### Brief
Write out every one of the records below precisely as it stands, line for line, omitting the pictures.

[Data Boundary: Start]

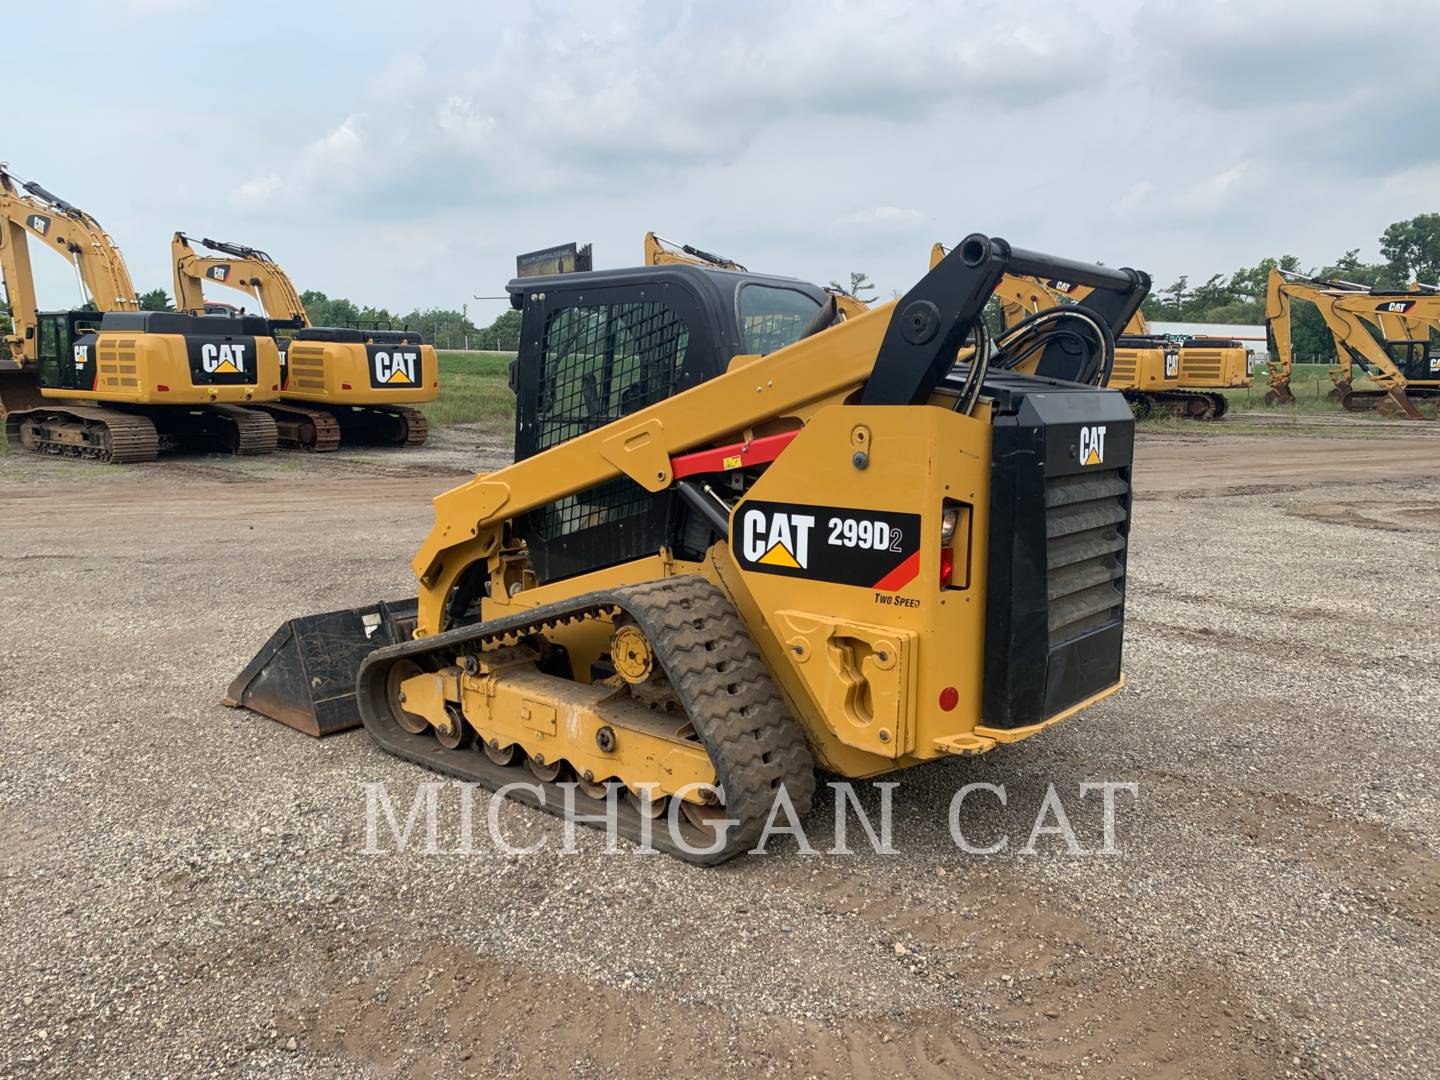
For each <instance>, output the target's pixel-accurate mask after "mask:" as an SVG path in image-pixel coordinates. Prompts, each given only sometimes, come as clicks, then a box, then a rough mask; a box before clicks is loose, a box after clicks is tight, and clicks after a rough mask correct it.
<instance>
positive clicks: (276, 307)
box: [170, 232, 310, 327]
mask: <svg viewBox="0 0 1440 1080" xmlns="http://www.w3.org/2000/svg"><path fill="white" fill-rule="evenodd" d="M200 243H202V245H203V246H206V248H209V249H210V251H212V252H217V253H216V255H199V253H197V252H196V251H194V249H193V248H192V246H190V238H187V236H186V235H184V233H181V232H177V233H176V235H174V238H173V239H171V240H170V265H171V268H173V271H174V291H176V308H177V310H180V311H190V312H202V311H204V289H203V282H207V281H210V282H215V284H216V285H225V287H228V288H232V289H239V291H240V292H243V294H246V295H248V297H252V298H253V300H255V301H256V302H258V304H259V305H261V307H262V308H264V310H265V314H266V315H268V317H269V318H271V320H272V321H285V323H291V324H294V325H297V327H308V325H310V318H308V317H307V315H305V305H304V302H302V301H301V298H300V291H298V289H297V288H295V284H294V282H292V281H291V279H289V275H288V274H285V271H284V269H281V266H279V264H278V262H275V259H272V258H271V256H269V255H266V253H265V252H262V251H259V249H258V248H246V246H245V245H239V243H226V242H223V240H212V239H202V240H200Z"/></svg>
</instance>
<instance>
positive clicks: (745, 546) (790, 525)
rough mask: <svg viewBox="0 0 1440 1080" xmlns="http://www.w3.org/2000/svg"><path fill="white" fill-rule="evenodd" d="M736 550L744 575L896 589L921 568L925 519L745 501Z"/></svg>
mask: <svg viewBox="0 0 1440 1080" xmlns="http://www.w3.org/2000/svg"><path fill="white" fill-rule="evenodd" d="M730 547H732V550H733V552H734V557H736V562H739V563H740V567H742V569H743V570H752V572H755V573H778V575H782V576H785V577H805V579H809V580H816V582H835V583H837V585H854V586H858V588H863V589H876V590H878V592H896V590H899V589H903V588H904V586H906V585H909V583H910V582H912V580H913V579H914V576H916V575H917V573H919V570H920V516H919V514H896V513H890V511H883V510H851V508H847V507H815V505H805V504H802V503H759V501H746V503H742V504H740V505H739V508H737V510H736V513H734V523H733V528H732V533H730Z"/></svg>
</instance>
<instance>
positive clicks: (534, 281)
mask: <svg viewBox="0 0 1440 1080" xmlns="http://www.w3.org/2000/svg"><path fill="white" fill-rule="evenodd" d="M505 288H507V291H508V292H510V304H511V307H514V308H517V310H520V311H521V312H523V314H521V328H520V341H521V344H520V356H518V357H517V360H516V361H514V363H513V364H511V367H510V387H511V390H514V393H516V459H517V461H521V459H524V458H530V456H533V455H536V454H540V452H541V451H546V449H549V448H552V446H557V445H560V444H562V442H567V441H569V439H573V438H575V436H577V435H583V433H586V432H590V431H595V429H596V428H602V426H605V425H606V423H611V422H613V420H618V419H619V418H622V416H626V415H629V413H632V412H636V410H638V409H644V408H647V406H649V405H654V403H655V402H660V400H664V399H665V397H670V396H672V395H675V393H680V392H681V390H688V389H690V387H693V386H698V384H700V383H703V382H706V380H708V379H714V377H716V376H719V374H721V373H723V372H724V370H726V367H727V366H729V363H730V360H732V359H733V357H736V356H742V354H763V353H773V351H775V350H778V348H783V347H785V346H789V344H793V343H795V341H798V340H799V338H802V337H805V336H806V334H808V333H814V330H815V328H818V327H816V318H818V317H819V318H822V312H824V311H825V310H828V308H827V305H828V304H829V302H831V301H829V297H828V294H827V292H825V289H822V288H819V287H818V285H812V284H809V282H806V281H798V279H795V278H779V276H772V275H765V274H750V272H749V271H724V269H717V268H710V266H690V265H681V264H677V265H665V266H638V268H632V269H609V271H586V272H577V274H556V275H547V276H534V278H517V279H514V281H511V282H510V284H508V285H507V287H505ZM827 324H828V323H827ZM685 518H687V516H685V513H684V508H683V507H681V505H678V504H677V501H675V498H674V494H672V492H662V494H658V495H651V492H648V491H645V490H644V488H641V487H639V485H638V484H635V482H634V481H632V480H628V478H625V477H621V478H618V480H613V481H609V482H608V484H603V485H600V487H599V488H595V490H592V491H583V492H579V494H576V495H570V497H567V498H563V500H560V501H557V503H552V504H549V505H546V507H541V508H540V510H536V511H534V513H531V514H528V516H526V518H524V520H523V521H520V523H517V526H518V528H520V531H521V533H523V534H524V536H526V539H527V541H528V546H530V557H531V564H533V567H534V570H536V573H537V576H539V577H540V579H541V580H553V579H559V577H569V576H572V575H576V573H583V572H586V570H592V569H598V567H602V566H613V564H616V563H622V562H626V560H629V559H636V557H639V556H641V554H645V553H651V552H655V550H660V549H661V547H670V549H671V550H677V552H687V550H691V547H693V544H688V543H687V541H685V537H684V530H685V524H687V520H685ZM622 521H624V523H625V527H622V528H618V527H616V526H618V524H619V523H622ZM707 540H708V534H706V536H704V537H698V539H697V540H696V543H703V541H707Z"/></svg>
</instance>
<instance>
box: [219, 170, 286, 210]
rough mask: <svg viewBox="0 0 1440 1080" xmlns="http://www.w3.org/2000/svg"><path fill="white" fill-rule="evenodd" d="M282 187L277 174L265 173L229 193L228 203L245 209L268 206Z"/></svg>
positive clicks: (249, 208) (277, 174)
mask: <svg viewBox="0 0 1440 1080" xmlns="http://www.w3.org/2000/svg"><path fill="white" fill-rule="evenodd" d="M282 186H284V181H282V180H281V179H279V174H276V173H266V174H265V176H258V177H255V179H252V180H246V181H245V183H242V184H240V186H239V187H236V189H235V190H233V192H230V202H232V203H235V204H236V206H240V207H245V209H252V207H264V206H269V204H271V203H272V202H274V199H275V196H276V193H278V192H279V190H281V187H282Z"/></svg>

[Data Boundary: End]

### Task solution
For each <instance>, output the target's pixel-accurate mask after "mask:" as an SVG path in image-pixel coordinates. Prompts, each given only sometimes, come as clicks, then a box, then a rough mask; a box before clicks is loose, a box after clicks is tight, and clicks after a rough mask correct it.
<instance>
positive clicks: (276, 307)
box: [170, 232, 310, 327]
mask: <svg viewBox="0 0 1440 1080" xmlns="http://www.w3.org/2000/svg"><path fill="white" fill-rule="evenodd" d="M200 243H202V245H203V246H206V248H209V249H210V251H212V252H217V253H216V255H199V253H197V252H196V251H194V249H193V248H192V246H190V238H187V236H186V235H184V233H181V232H177V233H176V235H174V238H173V239H171V240H170V265H171V268H173V271H174V291H176V308H177V310H180V311H190V312H202V311H204V289H203V282H207V281H210V282H215V284H216V285H225V287H228V288H232V289H239V291H240V292H243V294H246V295H248V297H252V298H253V300H255V301H256V302H258V304H259V305H261V307H262V308H264V310H265V314H266V315H268V317H269V318H271V320H272V321H285V323H291V324H294V325H297V327H308V325H310V318H308V317H307V315H305V305H304V302H302V301H301V298H300V291H298V289H297V288H295V284H294V282H292V281H291V279H289V275H288V274H285V271H284V269H281V266H279V264H278V262H275V259H272V258H271V256H269V255H266V253H265V252H262V251H259V249H258V248H246V246H245V245H239V243H226V242H223V240H212V239H202V240H200Z"/></svg>
</instance>
<instance>
positive clicks: (745, 546) (790, 525)
rough mask: <svg viewBox="0 0 1440 1080" xmlns="http://www.w3.org/2000/svg"><path fill="white" fill-rule="evenodd" d="M736 550L744 575L896 589L921 568L925 519L745 501Z"/></svg>
mask: <svg viewBox="0 0 1440 1080" xmlns="http://www.w3.org/2000/svg"><path fill="white" fill-rule="evenodd" d="M730 547H732V550H733V552H734V557H736V562H739V563H740V567H742V569H743V570H752V572H755V573H778V575H782V576H785V577H805V579H809V580H816V582H835V583H837V585H854V586H858V588H863V589H876V590H878V592H896V590H899V589H903V588H904V586H906V585H909V583H910V582H912V580H913V579H914V576H916V575H917V573H919V570H920V516H919V514H896V513H890V511H883V510H851V508H847V507H815V505H805V504H802V503H759V501H746V503H742V504H740V505H739V508H737V510H736V513H734V523H733V528H732V533H730Z"/></svg>
</instance>
<instance>
positive clicks: (534, 281)
mask: <svg viewBox="0 0 1440 1080" xmlns="http://www.w3.org/2000/svg"><path fill="white" fill-rule="evenodd" d="M505 288H507V291H508V292H510V304H511V307H514V308H517V310H520V311H521V312H523V314H521V328H520V341H521V344H520V356H518V357H517V360H516V361H514V363H513V364H511V367H510V387H511V390H514V393H516V459H517V461H521V459H524V458H530V456H533V455H536V454H540V452H541V451H546V449H549V448H552V446H557V445H560V444H562V442H567V441H569V439H573V438H575V436H577V435H583V433H586V432H590V431H595V429H596V428H602V426H605V425H606V423H611V422H613V420H618V419H619V418H622V416H626V415H629V413H632V412H636V410H638V409H644V408H647V406H649V405H654V403H655V402H660V400H664V399H665V397H670V396H672V395H675V393H680V392H681V390H688V389H690V387H693V386H698V384H700V383H703V382H706V380H708V379H714V377H716V376H719V374H721V373H723V372H724V370H726V367H727V366H729V363H730V360H732V359H733V357H736V356H742V354H763V353H773V351H775V350H778V348H783V347H785V346H789V344H793V343H795V341H798V340H799V338H802V337H805V336H806V334H808V333H814V330H815V328H818V327H816V318H818V317H819V318H822V312H824V311H825V310H828V308H827V305H828V304H829V302H831V301H829V297H828V294H827V292H825V289H822V288H819V287H818V285H812V284H809V282H806V281H798V279H795V278H779V276H772V275H765V274H750V272H749V271H724V269H717V268H710V266H690V265H681V264H677V265H665V266H638V268H632V269H609V271H586V272H577V274H556V275H547V276H534V278H517V279H514V281H511V282H510V284H508V285H507V287H505ZM827 324H828V323H827ZM685 518H687V516H685V513H684V508H683V507H681V505H678V504H677V501H675V498H674V494H672V492H662V494H658V495H651V492H648V491H645V490H644V488H641V487H639V485H638V484H635V482H634V481H632V480H628V478H625V477H621V478H618V480H613V481H609V482H608V484H603V485H600V487H599V488H595V490H592V491H583V492H579V494H576V495H570V497H567V498H563V500H560V501H557V503H552V504H549V505H546V507H541V508H540V510H536V511H534V513H531V514H528V516H526V518H524V520H523V521H520V523H517V526H518V528H520V531H521V533H523V534H524V536H526V539H527V541H528V546H530V557H531V564H533V567H534V570H536V573H537V576H539V577H540V579H541V580H553V579H559V577H569V576H572V575H576V573H583V572H586V570H592V569H598V567H602V566H613V564H616V563H622V562H626V560H629V559H636V557H639V556H641V554H645V553H651V552H655V550H660V549H661V547H670V549H671V550H677V552H687V550H691V547H693V544H688V543H687V541H685V537H684V530H685V524H687V520H685ZM622 521H624V523H625V527H622V528H618V527H616V526H618V524H619V523H622ZM707 540H708V534H706V536H704V537H698V539H697V540H696V543H703V541H707Z"/></svg>
</instance>
<instance>
box: [219, 170, 286, 210]
rough mask: <svg viewBox="0 0 1440 1080" xmlns="http://www.w3.org/2000/svg"><path fill="white" fill-rule="evenodd" d="M282 187L277 174L265 173L229 193L228 203L245 209L268 206Z"/></svg>
positive clicks: (249, 208) (277, 174)
mask: <svg viewBox="0 0 1440 1080" xmlns="http://www.w3.org/2000/svg"><path fill="white" fill-rule="evenodd" d="M282 186H284V181H282V180H281V179H279V174H276V173H266V174H265V176H258V177H255V179H252V180H246V181H245V183H242V184H240V186H239V187H236V189H235V190H233V192H230V202H232V203H235V204H236V206H240V207H245V209H252V207H264V206H269V204H271V203H272V202H274V199H275V196H276V193H278V192H279V190H281V187H282Z"/></svg>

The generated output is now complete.